→ Task prompt:
Count the lines in the items below that contain the string "points", treating uppercase and lowercase letters as different, and reply with only that number.

→ Provided records:
---+---
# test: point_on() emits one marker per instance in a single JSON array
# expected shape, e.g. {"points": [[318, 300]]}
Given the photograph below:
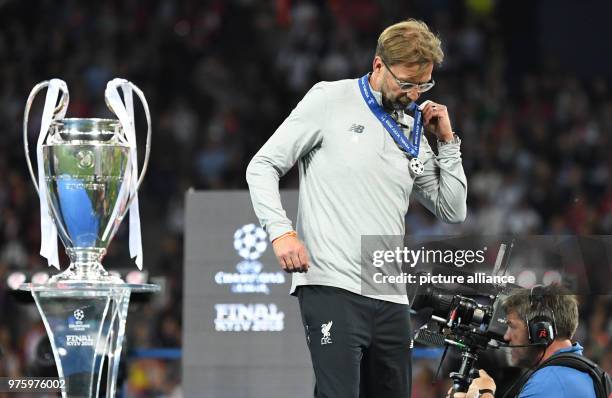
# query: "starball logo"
---+---
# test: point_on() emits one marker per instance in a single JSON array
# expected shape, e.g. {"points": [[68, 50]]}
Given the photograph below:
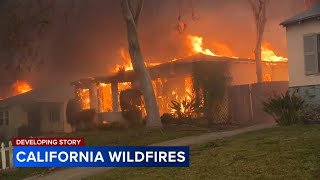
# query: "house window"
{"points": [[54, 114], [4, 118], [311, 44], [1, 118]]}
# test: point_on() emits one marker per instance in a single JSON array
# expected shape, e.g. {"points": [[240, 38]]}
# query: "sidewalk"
---+---
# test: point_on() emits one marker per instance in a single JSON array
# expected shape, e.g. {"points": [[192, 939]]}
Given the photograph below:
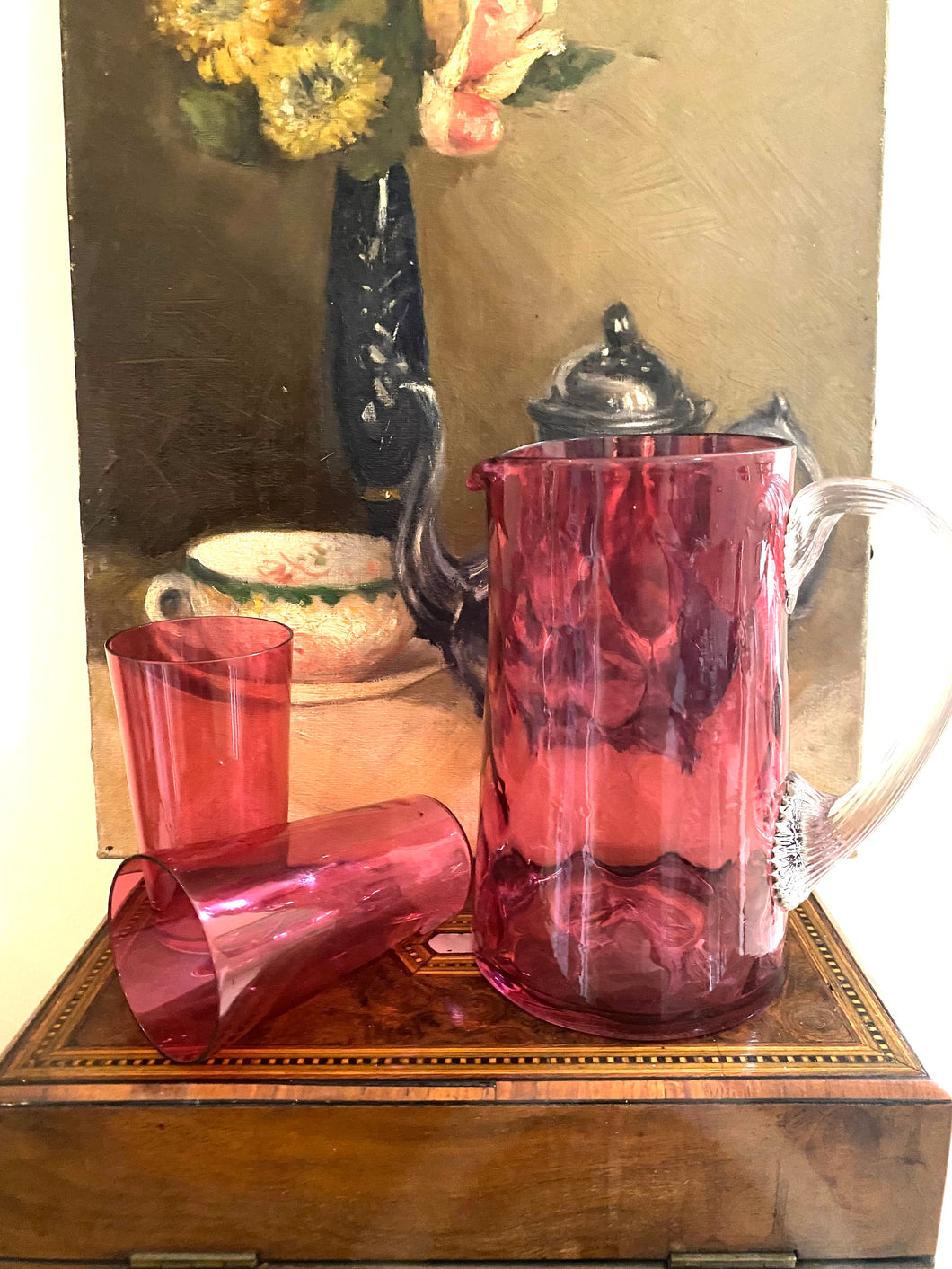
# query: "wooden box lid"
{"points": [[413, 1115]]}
---+---
→ Response:
6